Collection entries
################
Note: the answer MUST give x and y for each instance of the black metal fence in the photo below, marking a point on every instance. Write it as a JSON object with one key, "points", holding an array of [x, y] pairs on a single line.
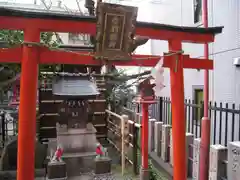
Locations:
{"points": [[225, 118]]}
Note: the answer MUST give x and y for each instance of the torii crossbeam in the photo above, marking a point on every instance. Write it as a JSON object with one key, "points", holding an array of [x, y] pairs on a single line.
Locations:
{"points": [[30, 56]]}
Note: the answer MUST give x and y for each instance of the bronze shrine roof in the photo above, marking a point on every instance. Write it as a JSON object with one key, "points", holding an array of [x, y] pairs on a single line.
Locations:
{"points": [[15, 12]]}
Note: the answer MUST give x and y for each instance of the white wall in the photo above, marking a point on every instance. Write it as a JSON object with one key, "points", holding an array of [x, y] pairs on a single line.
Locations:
{"points": [[225, 82], [177, 13]]}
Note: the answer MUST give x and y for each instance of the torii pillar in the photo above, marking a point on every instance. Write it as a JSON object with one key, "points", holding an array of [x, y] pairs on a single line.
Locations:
{"points": [[178, 116]]}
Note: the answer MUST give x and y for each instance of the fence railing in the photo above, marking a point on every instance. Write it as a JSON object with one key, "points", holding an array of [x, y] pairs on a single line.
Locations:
{"points": [[123, 136], [224, 160], [225, 118]]}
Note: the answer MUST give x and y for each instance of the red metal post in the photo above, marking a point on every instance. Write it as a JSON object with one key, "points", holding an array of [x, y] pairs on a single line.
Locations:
{"points": [[144, 172], [145, 136], [178, 116], [27, 113], [206, 124]]}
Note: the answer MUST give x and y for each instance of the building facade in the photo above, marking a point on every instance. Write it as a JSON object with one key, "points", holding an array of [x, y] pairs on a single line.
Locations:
{"points": [[224, 82]]}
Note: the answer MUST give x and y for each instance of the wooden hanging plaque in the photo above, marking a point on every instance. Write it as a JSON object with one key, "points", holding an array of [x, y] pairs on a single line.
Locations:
{"points": [[115, 30]]}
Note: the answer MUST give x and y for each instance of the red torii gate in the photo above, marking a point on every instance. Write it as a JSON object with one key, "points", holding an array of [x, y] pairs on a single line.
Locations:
{"points": [[30, 55]]}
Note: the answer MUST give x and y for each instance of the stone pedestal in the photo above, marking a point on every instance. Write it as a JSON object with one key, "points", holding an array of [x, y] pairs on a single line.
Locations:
{"points": [[56, 170], [233, 170], [158, 137], [77, 140], [217, 168], [78, 148], [102, 165], [165, 142], [196, 153]]}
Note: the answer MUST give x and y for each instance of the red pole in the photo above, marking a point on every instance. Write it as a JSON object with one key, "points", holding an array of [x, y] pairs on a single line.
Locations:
{"points": [[178, 117], [144, 170], [205, 130], [145, 135], [27, 113]]}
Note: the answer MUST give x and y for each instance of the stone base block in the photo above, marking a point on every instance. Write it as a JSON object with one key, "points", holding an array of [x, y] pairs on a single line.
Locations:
{"points": [[56, 170], [144, 174], [78, 163], [102, 165]]}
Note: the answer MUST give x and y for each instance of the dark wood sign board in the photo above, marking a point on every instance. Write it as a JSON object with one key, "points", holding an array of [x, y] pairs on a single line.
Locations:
{"points": [[115, 30]]}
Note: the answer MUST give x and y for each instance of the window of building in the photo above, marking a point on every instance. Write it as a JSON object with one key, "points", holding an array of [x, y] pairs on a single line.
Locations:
{"points": [[197, 11]]}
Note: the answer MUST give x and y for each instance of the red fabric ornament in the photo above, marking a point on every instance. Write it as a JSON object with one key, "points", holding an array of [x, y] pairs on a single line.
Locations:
{"points": [[59, 153]]}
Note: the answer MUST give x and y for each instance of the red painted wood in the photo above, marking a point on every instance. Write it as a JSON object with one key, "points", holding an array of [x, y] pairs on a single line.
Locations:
{"points": [[178, 114], [19, 23]]}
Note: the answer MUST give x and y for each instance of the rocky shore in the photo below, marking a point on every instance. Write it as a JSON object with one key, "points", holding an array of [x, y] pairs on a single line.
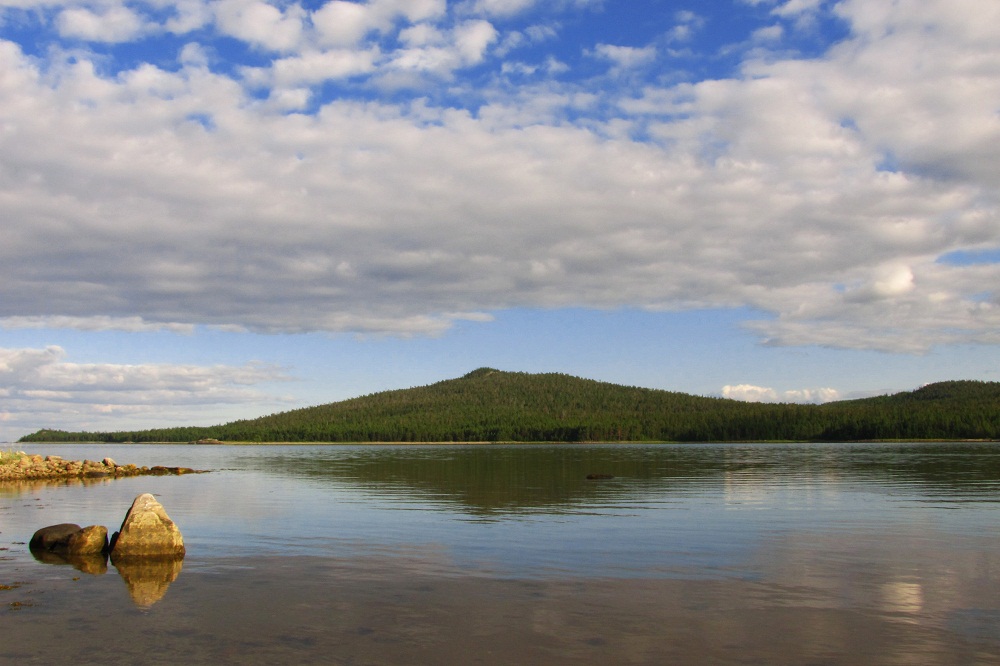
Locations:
{"points": [[24, 467]]}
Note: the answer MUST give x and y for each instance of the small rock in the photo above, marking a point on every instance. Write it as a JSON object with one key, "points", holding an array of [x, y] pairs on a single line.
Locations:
{"points": [[50, 538], [71, 539]]}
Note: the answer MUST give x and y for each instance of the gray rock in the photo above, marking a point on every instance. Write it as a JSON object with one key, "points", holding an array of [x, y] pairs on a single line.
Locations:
{"points": [[147, 532], [71, 539], [52, 537]]}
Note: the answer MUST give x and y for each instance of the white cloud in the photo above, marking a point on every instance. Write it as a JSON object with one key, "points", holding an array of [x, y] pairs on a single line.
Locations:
{"points": [[261, 23], [43, 384], [751, 393], [819, 191], [343, 23]]}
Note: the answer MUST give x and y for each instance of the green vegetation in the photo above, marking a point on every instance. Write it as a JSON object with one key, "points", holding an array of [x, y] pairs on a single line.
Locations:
{"points": [[490, 405]]}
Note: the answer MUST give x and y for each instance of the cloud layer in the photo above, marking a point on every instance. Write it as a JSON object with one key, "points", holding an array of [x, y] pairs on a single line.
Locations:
{"points": [[391, 167], [40, 388]]}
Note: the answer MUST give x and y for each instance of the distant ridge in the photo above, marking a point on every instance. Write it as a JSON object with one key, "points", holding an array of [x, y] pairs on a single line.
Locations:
{"points": [[493, 405]]}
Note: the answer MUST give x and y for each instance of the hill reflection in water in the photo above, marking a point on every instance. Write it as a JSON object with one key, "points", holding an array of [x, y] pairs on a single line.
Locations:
{"points": [[498, 479]]}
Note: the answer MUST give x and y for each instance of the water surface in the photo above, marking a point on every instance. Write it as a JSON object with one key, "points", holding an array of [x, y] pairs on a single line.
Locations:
{"points": [[722, 554]]}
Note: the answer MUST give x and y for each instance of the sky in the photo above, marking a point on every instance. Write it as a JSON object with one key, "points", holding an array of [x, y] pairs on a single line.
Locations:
{"points": [[212, 210]]}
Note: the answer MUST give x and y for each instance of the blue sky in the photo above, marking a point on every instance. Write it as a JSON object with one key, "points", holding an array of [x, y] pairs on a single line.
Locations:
{"points": [[217, 210]]}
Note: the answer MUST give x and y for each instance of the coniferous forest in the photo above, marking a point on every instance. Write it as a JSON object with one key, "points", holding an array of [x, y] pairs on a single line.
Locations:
{"points": [[491, 405]]}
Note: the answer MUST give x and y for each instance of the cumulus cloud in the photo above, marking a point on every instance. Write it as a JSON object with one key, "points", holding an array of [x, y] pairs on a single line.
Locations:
{"points": [[260, 23], [820, 192], [751, 393], [43, 384]]}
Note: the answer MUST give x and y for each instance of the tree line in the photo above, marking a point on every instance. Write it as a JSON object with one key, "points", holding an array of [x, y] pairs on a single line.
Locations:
{"points": [[491, 405]]}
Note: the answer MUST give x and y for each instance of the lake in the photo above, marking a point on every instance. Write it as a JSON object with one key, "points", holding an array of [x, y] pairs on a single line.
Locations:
{"points": [[507, 554]]}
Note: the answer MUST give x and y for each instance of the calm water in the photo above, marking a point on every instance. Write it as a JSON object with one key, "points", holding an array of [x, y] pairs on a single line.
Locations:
{"points": [[691, 554]]}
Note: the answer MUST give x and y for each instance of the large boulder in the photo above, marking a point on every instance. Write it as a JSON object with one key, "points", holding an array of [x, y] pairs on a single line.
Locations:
{"points": [[147, 532], [71, 539]]}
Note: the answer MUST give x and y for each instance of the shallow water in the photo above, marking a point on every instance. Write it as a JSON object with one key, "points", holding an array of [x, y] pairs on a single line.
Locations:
{"points": [[721, 554]]}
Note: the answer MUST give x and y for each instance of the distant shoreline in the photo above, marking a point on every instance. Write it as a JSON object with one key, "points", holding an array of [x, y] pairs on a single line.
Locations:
{"points": [[513, 442]]}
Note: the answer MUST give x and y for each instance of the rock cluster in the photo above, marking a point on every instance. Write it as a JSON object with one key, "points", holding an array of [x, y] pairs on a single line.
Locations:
{"points": [[28, 467], [146, 533], [147, 551]]}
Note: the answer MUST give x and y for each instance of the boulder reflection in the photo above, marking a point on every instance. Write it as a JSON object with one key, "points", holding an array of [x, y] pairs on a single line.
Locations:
{"points": [[148, 580], [95, 565]]}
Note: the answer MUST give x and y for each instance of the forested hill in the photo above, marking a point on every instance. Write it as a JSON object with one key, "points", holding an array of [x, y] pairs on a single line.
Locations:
{"points": [[491, 405]]}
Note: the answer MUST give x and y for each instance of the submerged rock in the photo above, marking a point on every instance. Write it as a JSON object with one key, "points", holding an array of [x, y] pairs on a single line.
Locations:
{"points": [[147, 532], [70, 539]]}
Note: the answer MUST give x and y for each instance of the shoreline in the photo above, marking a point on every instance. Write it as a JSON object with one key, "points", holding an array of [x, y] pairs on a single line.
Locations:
{"points": [[36, 467]]}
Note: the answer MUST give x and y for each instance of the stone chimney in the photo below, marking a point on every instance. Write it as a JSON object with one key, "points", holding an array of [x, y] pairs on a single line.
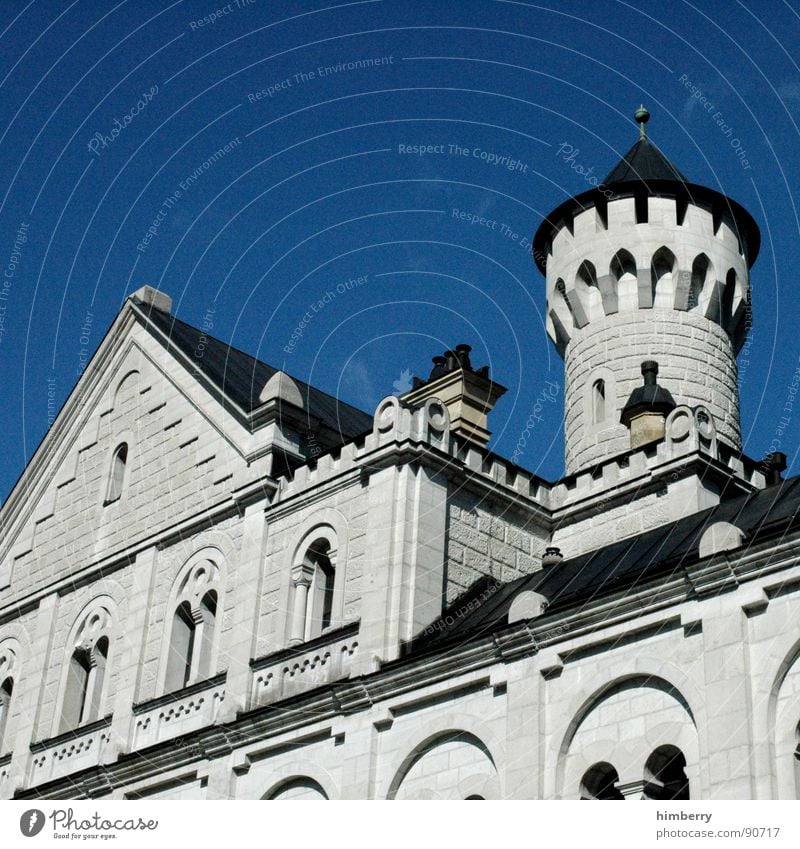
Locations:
{"points": [[468, 394], [647, 408]]}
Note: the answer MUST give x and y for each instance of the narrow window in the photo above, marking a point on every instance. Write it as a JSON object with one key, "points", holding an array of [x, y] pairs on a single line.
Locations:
{"points": [[181, 648], [665, 774], [320, 599], [208, 612], [598, 401], [600, 782], [6, 691], [93, 707], [117, 474], [77, 690], [700, 269]]}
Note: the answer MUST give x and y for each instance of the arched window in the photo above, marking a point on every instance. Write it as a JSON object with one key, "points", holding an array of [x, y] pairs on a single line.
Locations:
{"points": [[728, 294], [314, 588], [6, 691], [587, 274], [86, 673], [598, 401], [665, 774], [662, 277], [797, 764], [624, 279], [320, 597], [194, 628], [116, 478], [700, 273], [600, 782]]}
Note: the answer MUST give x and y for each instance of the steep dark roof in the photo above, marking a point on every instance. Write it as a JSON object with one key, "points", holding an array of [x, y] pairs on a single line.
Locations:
{"points": [[644, 161], [575, 582], [644, 172], [241, 377]]}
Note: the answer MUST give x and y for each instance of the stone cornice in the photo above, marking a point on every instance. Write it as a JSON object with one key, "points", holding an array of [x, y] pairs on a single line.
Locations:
{"points": [[417, 672]]}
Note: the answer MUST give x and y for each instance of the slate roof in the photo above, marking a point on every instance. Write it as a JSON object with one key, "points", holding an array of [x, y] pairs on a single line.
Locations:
{"points": [[658, 553], [241, 377], [644, 161], [645, 171]]}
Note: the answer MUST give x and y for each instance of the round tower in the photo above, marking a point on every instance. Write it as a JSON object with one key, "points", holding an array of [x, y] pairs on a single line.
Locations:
{"points": [[645, 267]]}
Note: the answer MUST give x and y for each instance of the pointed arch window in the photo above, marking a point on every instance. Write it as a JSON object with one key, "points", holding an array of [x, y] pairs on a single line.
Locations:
{"points": [[662, 276], [700, 274], [6, 692], [598, 401], [116, 477], [314, 587], [191, 649], [600, 782], [665, 774], [84, 691]]}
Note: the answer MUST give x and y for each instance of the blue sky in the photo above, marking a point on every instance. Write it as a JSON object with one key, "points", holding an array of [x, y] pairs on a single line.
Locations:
{"points": [[248, 159]]}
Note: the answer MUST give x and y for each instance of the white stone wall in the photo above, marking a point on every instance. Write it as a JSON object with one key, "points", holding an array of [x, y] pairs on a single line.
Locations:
{"points": [[485, 539], [607, 323], [696, 365]]}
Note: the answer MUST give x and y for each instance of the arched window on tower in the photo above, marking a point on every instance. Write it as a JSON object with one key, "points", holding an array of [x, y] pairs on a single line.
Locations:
{"points": [[6, 692], [116, 477], [600, 782], [728, 295], [665, 774], [82, 701], [314, 587], [662, 277], [598, 401], [700, 275], [194, 629], [625, 281]]}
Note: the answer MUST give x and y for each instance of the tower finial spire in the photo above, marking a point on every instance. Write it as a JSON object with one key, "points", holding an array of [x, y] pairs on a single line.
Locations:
{"points": [[642, 116]]}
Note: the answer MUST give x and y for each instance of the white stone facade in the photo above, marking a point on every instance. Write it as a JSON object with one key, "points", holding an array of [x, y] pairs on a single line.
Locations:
{"points": [[193, 608], [620, 292]]}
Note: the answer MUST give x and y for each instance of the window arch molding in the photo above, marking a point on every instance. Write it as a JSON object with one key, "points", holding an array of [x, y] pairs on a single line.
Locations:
{"points": [[600, 400], [193, 621], [9, 686], [325, 532], [84, 687], [116, 487]]}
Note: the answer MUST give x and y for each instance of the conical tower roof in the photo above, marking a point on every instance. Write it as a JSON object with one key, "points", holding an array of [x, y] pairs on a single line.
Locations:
{"points": [[644, 171], [645, 162]]}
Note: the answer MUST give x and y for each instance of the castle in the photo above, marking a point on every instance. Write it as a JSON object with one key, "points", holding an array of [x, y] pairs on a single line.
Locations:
{"points": [[219, 582]]}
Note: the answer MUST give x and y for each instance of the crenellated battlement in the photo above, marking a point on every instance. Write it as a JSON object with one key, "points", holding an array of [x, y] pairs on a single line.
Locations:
{"points": [[654, 254]]}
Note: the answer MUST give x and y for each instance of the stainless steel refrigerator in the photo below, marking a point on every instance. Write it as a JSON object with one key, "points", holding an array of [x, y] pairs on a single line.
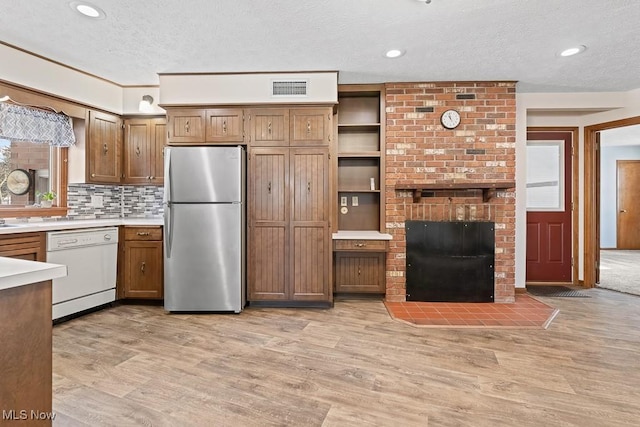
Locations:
{"points": [[204, 229]]}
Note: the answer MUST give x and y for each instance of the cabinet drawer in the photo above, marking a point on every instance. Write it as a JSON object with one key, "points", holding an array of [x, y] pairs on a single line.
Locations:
{"points": [[143, 233], [360, 245]]}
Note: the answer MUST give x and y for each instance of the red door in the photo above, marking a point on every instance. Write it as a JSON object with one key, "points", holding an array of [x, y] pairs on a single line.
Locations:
{"points": [[549, 231]]}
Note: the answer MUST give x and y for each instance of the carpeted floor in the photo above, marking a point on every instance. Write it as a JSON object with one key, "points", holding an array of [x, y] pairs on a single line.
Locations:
{"points": [[620, 271]]}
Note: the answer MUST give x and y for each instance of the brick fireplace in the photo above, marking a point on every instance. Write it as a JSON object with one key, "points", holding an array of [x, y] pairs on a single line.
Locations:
{"points": [[453, 165]]}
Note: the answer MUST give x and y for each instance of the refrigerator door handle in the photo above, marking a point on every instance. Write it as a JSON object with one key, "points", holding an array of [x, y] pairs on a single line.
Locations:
{"points": [[167, 177], [168, 218], [168, 230]]}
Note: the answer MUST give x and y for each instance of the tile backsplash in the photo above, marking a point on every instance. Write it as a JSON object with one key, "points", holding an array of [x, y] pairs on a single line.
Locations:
{"points": [[119, 201]]}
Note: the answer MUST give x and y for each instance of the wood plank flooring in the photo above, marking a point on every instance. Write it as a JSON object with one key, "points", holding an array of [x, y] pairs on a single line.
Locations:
{"points": [[348, 366]]}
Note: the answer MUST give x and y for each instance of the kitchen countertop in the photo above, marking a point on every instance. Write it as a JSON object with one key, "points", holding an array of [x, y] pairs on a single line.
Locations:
{"points": [[26, 227], [18, 272], [361, 235]]}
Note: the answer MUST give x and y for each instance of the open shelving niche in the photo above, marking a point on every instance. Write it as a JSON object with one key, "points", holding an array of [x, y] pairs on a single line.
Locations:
{"points": [[360, 158]]}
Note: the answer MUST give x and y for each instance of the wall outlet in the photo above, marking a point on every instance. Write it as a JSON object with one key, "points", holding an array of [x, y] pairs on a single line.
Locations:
{"points": [[97, 201]]}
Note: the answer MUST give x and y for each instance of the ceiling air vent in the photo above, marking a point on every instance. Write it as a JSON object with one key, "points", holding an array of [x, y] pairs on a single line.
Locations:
{"points": [[289, 88]]}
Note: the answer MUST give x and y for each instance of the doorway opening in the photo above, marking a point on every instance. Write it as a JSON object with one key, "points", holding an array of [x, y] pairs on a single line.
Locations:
{"points": [[594, 204], [619, 212]]}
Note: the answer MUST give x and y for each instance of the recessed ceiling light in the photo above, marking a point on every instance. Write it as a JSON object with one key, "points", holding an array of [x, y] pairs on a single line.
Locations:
{"points": [[573, 51], [394, 53], [88, 9]]}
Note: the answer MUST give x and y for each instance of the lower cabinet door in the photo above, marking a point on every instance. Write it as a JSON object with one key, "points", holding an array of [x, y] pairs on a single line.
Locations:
{"points": [[360, 272], [143, 270]]}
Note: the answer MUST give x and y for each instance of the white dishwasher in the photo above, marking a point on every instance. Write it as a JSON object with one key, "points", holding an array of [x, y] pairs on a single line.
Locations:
{"points": [[91, 258]]}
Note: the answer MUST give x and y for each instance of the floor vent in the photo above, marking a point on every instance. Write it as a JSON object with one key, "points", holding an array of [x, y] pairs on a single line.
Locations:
{"points": [[289, 88]]}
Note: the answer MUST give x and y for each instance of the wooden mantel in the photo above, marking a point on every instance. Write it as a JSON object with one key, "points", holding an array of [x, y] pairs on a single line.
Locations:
{"points": [[488, 188]]}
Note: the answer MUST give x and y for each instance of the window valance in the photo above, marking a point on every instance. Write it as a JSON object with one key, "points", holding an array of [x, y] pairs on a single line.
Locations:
{"points": [[21, 123]]}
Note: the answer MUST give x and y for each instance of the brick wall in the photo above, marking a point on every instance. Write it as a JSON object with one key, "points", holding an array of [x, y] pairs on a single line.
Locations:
{"points": [[420, 150]]}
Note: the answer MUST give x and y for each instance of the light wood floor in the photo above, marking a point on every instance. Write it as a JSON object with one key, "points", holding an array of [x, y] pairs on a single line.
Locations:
{"points": [[348, 366]]}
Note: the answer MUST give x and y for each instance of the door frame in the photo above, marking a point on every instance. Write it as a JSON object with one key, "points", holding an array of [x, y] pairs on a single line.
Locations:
{"points": [[618, 211], [575, 176], [592, 196]]}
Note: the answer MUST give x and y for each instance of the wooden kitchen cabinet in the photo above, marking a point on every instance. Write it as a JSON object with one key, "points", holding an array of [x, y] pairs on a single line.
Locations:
{"points": [[103, 148], [186, 125], [142, 263], [289, 250], [143, 154], [205, 126], [360, 266], [224, 125], [310, 126], [269, 127], [29, 246]]}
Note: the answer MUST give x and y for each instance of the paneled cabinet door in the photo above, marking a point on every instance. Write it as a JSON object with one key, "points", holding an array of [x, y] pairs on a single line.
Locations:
{"points": [[269, 127], [310, 244], [143, 271], [310, 126], [158, 142], [186, 126], [225, 125], [144, 144], [360, 272], [104, 143], [268, 222]]}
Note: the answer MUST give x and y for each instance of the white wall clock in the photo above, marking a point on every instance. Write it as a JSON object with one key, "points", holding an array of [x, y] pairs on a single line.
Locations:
{"points": [[18, 182], [450, 119]]}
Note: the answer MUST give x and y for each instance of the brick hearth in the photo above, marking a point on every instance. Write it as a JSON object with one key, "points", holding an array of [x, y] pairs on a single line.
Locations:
{"points": [[420, 150]]}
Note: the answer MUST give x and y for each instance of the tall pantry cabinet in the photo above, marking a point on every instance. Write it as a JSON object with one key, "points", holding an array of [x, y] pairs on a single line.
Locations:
{"points": [[290, 206]]}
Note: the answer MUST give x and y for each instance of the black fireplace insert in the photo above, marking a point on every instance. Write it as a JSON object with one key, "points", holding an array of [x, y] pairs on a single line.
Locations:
{"points": [[450, 261]]}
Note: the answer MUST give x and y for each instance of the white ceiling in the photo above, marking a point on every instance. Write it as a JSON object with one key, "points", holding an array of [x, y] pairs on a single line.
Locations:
{"points": [[447, 40]]}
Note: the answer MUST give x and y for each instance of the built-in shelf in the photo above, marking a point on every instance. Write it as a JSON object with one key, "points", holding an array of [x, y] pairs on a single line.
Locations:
{"points": [[352, 190], [488, 188], [373, 154]]}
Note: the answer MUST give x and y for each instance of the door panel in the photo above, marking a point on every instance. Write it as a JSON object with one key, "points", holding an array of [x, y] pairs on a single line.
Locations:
{"points": [[310, 184], [205, 174], [268, 258], [269, 127], [310, 126], [137, 150], [310, 270], [203, 257], [269, 229], [628, 236], [225, 125], [549, 229], [268, 186]]}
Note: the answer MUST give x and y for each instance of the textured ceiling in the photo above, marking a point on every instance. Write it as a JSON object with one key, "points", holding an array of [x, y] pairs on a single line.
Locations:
{"points": [[447, 40]]}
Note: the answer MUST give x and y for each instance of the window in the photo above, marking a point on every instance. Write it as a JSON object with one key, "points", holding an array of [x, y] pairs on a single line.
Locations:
{"points": [[42, 163], [545, 172]]}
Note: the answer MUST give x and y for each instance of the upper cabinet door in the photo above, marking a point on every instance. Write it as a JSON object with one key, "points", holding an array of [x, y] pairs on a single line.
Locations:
{"points": [[310, 126], [225, 125], [269, 127], [186, 126], [104, 143], [158, 135], [137, 151]]}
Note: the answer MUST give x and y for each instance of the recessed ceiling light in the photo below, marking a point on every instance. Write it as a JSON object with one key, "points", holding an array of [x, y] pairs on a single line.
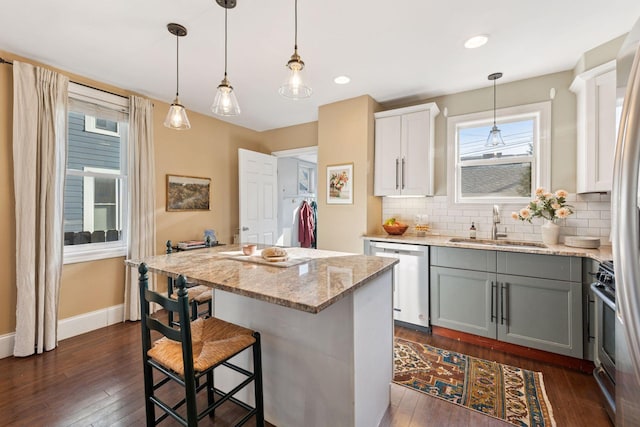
################
Problem to solve
When pictures appear in the records above, leave them out and reproduce exactly each line from the first through the line containing "the red metal", both included.

Result for this exercise
Note: the answer MUST give x and y for each instance of the black metal fence in the photo below, marking a point on every instance. Write it as a JSON object with one key, "points", holding an array of [x, y] pairs on a single line.
Locations:
{"points": [[225, 118]]}
Note: the answer MUST give x and y for each instance of the torii crossbeam in the photo above, marking a point on every instance. Write it as a JSON object with one key, "points", holding an array of [x, y] pairs on a single line.
Locations:
{"points": [[30, 56]]}
Note: the answer MUST give x and y for each instance of the bronze shrine roof in the photo above, marking a point on every instance. Write it as a JSON object with one key, "points", holding an array of [x, y] pairs on a single line.
Locations:
{"points": [[15, 12]]}
Note: the answer MUST give x and y for each instance of the white wall in the photo above, marking a point on every instance. Write it as a JSON object with one key, "points", holding an array of [x, y] pairs on a single line.
Locations:
{"points": [[225, 82], [177, 13]]}
Note: the answer MUST give x and y for each instance of the torii pillar in the photo above, marking a point on every instance. Write it as a JSON object with one key, "points", holding an array of [x, y] pairs on a single line.
Locations:
{"points": [[178, 116]]}
Note: the answer MUST give x and y for each instance of the fence railing in the photo above, marking a point on every instance. Write it as a JSON object with one key, "points", holding an array of [x, y] pairs on a single line.
Locations:
{"points": [[123, 136], [224, 160], [225, 118]]}
Note: the answer MUST give x and y for each instance of the red metal post in the photo above, marking a point on every instance. Write it as a JSON object with one key, "points", holding an array of [x, y] pairs on a single line.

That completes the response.